Cross-docking is a logistical practice of Just-In-Time Scheduling where materials are delivered directly from a manufacturer or a mode of transportation to a customer or another mode of transportation. Cross-docking often aims to minimize overheads related to storing goods between shipments or while awaiting a customer's order. This may be done to change the type of conveyance, to sort material intended for different destinations, or to combine material from different origins into transport vehicles (or containers) with the same or similar destinations.

Cross-docking takes place in a distribution docking terminal; usually consisting of trucks and dock doors on two (inbound and outbound) sides with minimal storage space.

In the LTL trucking industry, cross-docking is done by moving cargo from one transport vehicle directly onto another, with minimal or no warehousing. In retail practice, cross-docking operations may utilize staging areas where inbound materials are sorted, consolidated, and stored until the outbound shipment is complete and ready to ship.

== History ==
Cross-dock operations were pioneered in the US trucking industry in the 1930s, and have been in continuous use in less-than-truckload operations ever since. The US military began using cross-docking operations in the 1950s. Wal-Mart began using cross-docking in the retail sector in the late 1980s.

As of 2014, almost half of all US warehouses are cross-docking.

==Types of cross-docking==
- Full pallet load operation
- Case-load order makeup
- Hybrid cross-docking
- Opportunistic cross-docking
- Truck/rail consolidation
- Short-term storage

==Cross-dock facility design==
Cross-dock facilities are generally designed in an "I" configuration, which is an elongated rectangle. The goal in using this shape is to maximize the number of inbound and outbound doors that can be added to the facility while keeping the floor area inside the facility to a minimum. Bartholdi and Gue (2004) demonstrated that this shape is ideal for facilities with 150 doors or less. For facilities with 150–200 doors, a "T" shape is more cost effective. Finally, for facilities with 200 or more doors, the cost-minimizing shape is an "X".

▸ PROBLEM SET:
(a) According to the cross-docking text, when did Wal-Mart begin using cross-docking in the retail sector?
(b) Reproduce the portion of the cross-docking text starting with "In the LTL trucking" and going on through "the late 1980s.", word for word.
Answer from the cross-docking text alone.

▸ ENTRIES PROVIDED:
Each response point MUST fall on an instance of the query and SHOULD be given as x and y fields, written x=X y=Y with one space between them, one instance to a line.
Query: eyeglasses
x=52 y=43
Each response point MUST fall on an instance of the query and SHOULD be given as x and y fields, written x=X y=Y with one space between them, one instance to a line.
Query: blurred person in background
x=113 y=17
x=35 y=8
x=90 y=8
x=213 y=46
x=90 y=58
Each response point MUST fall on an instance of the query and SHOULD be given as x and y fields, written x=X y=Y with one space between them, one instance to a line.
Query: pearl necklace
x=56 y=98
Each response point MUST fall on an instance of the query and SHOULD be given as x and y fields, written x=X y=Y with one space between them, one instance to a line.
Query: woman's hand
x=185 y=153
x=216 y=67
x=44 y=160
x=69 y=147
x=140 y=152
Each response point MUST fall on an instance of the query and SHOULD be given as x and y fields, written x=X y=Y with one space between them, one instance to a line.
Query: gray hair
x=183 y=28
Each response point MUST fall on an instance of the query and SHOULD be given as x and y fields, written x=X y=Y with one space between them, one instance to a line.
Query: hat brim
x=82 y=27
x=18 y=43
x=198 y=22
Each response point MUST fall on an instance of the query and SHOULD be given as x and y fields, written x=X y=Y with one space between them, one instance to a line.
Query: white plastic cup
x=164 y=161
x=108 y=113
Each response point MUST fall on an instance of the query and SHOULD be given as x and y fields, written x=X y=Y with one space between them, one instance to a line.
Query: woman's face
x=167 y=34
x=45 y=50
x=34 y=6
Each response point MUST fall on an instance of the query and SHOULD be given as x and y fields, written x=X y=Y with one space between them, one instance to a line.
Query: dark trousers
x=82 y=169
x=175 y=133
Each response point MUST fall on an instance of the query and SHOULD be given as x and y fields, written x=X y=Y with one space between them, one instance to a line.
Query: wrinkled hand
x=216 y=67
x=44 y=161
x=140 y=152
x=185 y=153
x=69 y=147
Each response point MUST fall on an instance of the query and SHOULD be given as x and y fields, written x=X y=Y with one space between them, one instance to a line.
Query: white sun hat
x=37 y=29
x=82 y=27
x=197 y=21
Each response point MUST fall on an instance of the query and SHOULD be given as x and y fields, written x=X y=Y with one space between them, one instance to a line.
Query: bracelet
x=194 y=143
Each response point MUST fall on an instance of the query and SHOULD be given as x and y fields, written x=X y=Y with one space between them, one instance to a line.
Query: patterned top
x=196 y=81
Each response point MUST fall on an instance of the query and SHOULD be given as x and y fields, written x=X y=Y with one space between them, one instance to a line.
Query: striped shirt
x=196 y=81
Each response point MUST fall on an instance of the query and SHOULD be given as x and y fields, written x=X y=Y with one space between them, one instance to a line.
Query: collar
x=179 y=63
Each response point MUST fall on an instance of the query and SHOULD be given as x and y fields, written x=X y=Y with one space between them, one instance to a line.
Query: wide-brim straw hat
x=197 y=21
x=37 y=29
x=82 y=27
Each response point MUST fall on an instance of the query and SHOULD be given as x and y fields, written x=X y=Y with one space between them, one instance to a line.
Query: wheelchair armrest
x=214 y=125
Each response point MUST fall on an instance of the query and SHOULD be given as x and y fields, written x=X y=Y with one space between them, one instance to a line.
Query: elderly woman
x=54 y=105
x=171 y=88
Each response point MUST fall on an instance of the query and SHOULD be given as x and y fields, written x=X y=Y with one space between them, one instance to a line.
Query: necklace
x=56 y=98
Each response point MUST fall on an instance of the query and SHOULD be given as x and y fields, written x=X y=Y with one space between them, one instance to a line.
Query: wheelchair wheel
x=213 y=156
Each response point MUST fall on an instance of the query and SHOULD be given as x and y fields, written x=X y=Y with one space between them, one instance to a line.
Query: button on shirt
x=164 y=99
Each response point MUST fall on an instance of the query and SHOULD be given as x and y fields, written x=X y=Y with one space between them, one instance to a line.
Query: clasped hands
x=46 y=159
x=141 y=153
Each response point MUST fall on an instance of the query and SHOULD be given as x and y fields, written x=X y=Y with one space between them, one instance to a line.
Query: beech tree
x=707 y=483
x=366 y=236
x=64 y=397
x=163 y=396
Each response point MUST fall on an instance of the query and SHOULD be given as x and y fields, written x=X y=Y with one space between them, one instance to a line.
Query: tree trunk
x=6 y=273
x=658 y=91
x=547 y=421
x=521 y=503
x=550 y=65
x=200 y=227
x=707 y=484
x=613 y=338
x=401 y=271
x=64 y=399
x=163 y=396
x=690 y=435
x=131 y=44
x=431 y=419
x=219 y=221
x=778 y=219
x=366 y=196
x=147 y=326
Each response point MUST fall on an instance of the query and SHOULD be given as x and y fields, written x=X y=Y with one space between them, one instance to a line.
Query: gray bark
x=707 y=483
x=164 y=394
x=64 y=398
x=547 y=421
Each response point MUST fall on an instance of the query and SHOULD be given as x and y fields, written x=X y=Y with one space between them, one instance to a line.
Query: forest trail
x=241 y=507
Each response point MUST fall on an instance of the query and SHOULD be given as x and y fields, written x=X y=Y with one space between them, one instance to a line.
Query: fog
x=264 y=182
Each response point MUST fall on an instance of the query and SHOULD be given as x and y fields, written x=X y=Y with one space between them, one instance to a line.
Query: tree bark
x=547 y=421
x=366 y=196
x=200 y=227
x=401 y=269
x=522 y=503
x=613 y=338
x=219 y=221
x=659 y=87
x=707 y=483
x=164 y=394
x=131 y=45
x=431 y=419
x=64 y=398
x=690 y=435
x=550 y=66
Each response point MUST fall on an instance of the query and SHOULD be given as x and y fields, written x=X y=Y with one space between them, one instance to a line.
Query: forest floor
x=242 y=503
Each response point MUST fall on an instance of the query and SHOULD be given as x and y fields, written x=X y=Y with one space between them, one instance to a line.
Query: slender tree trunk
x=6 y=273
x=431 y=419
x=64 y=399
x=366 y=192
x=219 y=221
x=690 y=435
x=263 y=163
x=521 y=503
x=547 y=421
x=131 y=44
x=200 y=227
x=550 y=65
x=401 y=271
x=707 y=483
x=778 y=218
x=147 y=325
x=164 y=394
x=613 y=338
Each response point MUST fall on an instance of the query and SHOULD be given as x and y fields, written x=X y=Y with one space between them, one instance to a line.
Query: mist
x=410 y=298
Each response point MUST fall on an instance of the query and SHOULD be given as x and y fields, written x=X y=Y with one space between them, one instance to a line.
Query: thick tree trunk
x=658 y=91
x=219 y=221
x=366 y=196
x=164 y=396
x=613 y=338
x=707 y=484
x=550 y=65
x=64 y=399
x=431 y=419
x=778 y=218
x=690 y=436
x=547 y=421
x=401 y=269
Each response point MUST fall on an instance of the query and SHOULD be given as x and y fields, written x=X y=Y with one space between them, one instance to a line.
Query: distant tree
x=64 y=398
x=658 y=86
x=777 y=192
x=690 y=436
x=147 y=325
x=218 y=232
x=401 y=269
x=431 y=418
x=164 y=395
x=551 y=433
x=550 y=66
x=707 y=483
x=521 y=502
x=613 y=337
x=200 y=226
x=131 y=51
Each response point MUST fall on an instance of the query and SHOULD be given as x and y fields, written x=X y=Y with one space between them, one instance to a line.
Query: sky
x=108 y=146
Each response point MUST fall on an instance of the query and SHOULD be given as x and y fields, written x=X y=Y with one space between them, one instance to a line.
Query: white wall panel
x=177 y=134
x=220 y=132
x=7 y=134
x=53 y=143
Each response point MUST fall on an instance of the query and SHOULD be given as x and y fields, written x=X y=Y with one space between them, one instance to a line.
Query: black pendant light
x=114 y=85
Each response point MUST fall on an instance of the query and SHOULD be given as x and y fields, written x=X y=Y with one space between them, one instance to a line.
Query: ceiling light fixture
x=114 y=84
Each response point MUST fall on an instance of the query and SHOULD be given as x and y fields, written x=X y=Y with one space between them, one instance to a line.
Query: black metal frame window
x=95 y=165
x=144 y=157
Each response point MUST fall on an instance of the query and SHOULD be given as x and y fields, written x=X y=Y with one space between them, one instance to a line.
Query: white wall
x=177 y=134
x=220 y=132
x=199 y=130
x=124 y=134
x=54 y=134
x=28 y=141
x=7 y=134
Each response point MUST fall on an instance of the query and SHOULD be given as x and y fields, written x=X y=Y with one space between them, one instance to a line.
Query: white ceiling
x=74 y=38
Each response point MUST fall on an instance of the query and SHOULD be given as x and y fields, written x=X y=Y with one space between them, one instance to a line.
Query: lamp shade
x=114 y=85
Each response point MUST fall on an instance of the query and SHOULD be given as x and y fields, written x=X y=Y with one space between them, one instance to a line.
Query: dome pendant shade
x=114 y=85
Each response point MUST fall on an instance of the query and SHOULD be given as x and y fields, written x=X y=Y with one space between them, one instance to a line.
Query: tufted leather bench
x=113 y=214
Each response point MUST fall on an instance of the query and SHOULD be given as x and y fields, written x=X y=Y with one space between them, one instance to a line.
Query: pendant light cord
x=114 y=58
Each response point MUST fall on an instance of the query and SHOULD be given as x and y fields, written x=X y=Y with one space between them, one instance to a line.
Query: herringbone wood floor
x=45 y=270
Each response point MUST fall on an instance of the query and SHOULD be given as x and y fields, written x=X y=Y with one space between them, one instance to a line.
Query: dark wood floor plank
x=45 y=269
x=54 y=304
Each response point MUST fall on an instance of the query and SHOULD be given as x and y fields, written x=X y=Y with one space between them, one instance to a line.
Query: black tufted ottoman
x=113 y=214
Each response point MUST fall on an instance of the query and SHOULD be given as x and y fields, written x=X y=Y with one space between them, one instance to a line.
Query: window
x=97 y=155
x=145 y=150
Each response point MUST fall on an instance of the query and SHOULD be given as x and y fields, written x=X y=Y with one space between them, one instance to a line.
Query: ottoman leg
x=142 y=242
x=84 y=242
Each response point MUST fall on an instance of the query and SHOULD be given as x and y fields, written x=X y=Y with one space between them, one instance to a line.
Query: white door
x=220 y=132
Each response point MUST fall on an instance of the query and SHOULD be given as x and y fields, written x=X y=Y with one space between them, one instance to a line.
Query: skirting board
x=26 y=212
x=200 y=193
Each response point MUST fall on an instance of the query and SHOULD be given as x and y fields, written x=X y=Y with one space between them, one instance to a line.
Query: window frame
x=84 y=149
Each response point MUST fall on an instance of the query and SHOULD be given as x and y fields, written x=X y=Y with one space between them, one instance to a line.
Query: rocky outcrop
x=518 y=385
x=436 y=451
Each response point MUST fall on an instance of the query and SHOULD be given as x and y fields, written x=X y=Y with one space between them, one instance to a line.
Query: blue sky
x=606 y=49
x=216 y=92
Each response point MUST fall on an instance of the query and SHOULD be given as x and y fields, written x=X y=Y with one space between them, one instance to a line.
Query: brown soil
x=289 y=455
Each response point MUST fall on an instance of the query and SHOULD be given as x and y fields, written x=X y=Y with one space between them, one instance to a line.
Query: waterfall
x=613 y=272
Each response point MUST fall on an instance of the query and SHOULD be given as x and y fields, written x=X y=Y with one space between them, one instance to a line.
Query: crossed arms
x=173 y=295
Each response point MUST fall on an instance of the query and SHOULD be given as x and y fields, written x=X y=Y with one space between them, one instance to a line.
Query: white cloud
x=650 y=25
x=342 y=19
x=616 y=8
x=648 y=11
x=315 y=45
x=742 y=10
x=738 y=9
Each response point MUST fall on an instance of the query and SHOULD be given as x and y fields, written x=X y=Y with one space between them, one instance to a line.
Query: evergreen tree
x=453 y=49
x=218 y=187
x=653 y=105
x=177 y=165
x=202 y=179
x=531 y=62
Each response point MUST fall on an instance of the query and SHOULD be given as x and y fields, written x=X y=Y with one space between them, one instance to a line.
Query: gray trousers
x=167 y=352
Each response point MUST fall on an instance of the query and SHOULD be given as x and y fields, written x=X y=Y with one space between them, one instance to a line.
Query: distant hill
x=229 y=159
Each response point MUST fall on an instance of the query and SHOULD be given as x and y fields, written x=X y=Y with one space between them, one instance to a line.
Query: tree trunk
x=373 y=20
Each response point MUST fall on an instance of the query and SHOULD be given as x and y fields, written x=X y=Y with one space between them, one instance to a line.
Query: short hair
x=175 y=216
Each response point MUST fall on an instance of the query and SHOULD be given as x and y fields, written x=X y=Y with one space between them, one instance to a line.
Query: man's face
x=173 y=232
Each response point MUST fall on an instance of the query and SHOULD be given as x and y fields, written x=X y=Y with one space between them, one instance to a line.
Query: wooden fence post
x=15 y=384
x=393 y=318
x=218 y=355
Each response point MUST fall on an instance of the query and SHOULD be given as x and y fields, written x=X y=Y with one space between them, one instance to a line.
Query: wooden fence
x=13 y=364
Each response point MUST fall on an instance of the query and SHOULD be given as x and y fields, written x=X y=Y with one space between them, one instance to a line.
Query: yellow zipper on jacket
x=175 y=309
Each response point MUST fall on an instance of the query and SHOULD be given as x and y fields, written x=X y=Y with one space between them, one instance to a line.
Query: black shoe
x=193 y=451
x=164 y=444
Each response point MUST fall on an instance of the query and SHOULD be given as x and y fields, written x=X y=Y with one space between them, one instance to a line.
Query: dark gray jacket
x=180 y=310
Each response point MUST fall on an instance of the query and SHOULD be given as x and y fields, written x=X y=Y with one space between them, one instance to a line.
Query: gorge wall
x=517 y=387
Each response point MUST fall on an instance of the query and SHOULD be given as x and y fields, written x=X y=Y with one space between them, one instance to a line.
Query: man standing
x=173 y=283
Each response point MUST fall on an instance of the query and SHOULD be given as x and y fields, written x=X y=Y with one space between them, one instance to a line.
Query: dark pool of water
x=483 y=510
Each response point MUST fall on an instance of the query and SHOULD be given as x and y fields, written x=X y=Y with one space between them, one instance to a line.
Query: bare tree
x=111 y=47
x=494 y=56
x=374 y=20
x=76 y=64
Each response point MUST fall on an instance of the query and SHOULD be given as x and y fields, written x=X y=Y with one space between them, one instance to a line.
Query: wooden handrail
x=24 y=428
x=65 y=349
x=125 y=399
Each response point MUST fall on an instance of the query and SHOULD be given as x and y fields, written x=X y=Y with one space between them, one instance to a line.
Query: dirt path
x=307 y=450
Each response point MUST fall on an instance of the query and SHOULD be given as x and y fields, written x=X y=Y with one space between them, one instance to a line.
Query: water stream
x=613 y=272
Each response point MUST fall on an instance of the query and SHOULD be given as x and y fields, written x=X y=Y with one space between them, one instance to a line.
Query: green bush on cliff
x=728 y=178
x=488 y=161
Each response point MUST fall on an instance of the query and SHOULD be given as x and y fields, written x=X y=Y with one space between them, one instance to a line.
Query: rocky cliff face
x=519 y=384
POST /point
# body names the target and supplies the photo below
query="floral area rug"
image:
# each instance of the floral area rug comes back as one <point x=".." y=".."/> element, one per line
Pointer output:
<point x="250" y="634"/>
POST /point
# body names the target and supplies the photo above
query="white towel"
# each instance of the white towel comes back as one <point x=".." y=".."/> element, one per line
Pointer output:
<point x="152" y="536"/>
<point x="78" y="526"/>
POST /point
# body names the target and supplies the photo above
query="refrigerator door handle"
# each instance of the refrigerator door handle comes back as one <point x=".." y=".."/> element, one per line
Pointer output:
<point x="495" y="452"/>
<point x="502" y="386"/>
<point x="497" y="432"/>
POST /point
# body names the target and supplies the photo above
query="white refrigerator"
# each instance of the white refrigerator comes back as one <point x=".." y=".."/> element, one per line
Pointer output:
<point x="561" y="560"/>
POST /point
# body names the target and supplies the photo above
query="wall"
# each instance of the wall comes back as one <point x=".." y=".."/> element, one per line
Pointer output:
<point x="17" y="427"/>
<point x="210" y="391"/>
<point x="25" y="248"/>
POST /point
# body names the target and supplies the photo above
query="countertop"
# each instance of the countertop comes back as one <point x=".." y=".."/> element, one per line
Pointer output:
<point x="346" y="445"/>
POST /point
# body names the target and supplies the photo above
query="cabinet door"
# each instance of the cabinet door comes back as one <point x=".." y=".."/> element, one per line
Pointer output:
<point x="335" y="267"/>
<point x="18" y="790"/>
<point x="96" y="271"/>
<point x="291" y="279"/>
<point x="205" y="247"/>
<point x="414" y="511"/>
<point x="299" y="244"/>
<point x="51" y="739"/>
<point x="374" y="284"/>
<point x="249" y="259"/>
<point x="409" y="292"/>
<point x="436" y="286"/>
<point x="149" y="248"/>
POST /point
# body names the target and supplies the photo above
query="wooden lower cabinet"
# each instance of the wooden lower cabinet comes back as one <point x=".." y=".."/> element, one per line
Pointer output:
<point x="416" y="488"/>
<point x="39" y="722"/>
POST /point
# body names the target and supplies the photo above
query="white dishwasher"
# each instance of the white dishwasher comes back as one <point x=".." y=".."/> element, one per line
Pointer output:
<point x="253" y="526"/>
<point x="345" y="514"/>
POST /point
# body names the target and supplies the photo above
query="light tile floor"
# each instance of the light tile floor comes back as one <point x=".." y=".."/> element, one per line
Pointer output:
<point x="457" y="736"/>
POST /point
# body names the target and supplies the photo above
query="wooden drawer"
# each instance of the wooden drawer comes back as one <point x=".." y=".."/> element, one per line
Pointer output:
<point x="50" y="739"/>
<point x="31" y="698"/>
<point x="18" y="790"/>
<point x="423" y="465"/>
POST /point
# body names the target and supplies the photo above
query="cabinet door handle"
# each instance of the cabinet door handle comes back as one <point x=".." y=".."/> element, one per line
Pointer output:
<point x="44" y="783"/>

▸ SOLUTIONS TO THE PROBLEMS:
(a) In the late 1980s.

(b)
In the LTL trucking industry, cross-docking is done by moving cargo from one transport vehicle directly onto another, with minimal or no warehousing. In retail practice, cross-docking operations may utilize staging areas where inbound materials are sorted, consolidated, and stored until the outbound shipment is complete and ready to ship.

== History ==
Cross-dock operations were pioneered in the US trucking industry in the 1930s, and have been in continuous use in less-than-truckload operations ever since. The US military began using cross-docking operations in the 1950s. Wal-Mart began using cross-docking in the retail sector in the late 1980s.